──────── Passage shown
Jammu: Women constitute sixty percent of those with burn injuries reveals a study
The study — Burns in Jammu: Retrospective analysis from a regional centre — conducted by the department of surgery of the government medical college here also stated that among the total burn injuries suffered 80 percent of the victims were Hindus.
WHO has stated that every year 11 million people suffer burns injuries requiring medical attention. It also stated that South-East Asia has become the burn capital of the world with half of the 320,000 global deaths resulting from burns.
The study noted that among the total number of burn injuries two thirds of them affected females, primarily children and young women.
In this region, more children die from severe burns than from HIV/AIDS, malaria and respiratory disease combined.
“Seventy percent of the burn victims are in the most productive age group of 15-40 years and most of the patients belong to the poor socio-economic strata,” said the study.
“Nearly 1-1.5 lakh people become crippled and require multiple surgical procedures, and prolonged rehabilitation. Fifty percent of those hospitalised succumb to their injuries.”
India has an estimated annual burn incidence of 6-7 million, which is the second largest group of injuries after road accidents.
The figures are based on data extrapolated from major hospitals across the country.
────────────────
──────── Information
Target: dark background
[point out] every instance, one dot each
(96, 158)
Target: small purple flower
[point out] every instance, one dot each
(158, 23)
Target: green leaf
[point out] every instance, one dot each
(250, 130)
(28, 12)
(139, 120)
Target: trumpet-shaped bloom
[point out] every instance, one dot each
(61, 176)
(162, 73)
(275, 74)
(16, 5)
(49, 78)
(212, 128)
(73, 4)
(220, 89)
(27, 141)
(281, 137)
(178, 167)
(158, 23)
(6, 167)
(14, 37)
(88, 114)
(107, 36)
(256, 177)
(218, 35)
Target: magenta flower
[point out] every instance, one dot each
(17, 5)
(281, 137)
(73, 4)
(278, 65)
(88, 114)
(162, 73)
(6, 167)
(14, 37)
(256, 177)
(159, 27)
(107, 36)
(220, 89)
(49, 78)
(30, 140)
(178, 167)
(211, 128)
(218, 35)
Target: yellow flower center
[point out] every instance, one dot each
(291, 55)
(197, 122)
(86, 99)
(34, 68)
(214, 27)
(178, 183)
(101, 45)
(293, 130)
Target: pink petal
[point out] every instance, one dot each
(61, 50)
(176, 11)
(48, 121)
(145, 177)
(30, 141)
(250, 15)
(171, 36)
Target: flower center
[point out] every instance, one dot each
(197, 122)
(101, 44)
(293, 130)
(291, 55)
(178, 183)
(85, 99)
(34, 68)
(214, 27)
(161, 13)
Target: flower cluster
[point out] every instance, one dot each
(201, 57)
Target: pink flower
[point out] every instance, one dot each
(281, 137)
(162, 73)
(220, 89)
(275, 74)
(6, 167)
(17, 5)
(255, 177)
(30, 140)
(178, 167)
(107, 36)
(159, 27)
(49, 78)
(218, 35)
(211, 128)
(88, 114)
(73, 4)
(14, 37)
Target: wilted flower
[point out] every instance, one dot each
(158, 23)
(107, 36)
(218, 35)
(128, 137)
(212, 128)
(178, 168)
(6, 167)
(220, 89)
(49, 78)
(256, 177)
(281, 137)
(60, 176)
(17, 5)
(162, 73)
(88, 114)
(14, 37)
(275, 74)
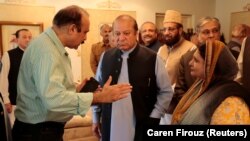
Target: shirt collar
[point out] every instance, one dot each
(58, 44)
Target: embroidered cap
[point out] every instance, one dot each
(172, 16)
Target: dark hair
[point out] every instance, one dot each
(18, 31)
(202, 50)
(70, 15)
(127, 17)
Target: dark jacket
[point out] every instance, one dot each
(141, 71)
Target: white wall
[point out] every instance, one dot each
(223, 11)
(145, 9)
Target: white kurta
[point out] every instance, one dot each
(123, 117)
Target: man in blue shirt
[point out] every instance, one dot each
(47, 96)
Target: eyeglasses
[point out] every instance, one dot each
(207, 32)
(170, 29)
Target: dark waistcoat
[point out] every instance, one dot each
(141, 71)
(15, 56)
(246, 65)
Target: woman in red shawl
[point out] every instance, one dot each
(214, 98)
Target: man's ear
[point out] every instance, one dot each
(72, 28)
(180, 30)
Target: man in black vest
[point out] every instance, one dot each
(11, 62)
(244, 64)
(144, 70)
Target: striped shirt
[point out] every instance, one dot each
(45, 86)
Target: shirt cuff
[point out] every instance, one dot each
(96, 114)
(156, 114)
(6, 99)
(84, 103)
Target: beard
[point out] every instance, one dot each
(172, 41)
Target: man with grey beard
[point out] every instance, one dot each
(175, 45)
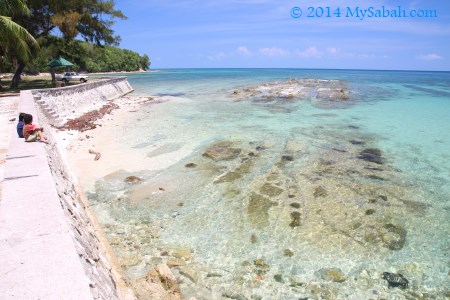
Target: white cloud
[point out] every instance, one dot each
(243, 51)
(332, 51)
(219, 56)
(309, 52)
(274, 51)
(432, 56)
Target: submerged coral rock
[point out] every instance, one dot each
(394, 236)
(158, 284)
(332, 274)
(270, 190)
(229, 177)
(183, 253)
(320, 192)
(295, 205)
(132, 179)
(258, 210)
(261, 265)
(295, 219)
(371, 155)
(222, 151)
(395, 280)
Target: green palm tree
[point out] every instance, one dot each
(15, 41)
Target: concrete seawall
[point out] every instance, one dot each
(51, 246)
(60, 104)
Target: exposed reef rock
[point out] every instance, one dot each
(395, 280)
(320, 90)
(222, 151)
(87, 121)
(371, 155)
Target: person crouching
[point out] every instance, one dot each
(32, 133)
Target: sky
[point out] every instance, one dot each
(325, 34)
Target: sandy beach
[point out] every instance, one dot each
(105, 139)
(8, 111)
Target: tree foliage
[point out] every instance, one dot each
(87, 56)
(88, 19)
(15, 41)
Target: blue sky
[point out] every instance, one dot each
(263, 34)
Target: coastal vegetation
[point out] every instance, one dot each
(29, 30)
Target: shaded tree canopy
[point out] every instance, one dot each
(89, 19)
(15, 40)
(87, 56)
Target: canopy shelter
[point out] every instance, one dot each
(58, 62)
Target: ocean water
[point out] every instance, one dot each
(305, 198)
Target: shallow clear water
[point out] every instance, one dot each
(296, 202)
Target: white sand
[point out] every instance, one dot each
(115, 155)
(8, 111)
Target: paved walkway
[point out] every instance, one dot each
(38, 259)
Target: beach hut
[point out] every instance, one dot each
(58, 62)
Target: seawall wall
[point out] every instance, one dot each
(48, 252)
(60, 104)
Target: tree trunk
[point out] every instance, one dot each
(52, 71)
(16, 78)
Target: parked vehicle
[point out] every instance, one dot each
(72, 76)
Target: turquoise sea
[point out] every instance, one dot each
(309, 200)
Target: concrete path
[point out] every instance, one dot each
(38, 259)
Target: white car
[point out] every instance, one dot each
(72, 76)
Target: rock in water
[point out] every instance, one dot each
(395, 280)
(371, 155)
(132, 179)
(222, 151)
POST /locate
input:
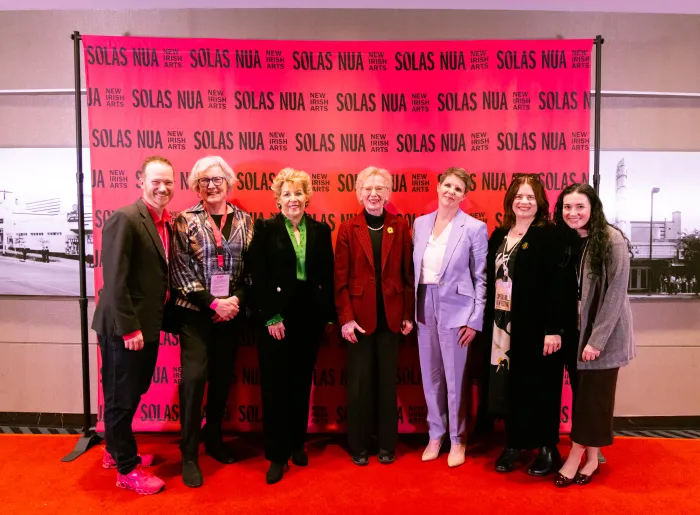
────────────────
* **Things to do**
(a) From the article on burn injuries in Jammu, reproduce the passage that begins at the words "India has an" and ends after the words "across the country.".
(b) In the article on burn injuries in Jammu, what percentage of burn victims are in the 15-40 age group?
(c) Extend the article on burn injuries in Jammu beyond its final sentence.

* **Per-task outputs**
(a)
India has an estimated annual burn incidence of 6-7 million, which is the second largest group of injuries after road accidents.
The figures are based on data extrapolated from major hospitals across the country.

(b) Seventy percent.

(c)
The study further said that in the entire duration the distribution of burns according to gender remained almost constant with a clear female predominance.
“In terms of ethnicity, a clear majority of Hindu patients was observed throughout the years. The incidence in Hindus was found to be 81 percent.”
The study was conducted on burn injury cases in the region between 1994 and 2014. The study will get published in Gangaram journal — Current Medicine Research and Practice.
Mahesh Mangal, chairperson of the department of plastic surgery at the Delhi-based Gangaram hospital said: “Most burn victims we find are females and the reasons behind it are the highly inflammable dresses they wear, unsafe conditions in the kitchen and most importantly dowry-related misbehaviour meted out to daughters-in-law.”
“Despite clinical, socio-political and academic interest, little is known about the incidence and demographic characteristics of patients with major burns in India,” said the researchers in a statement.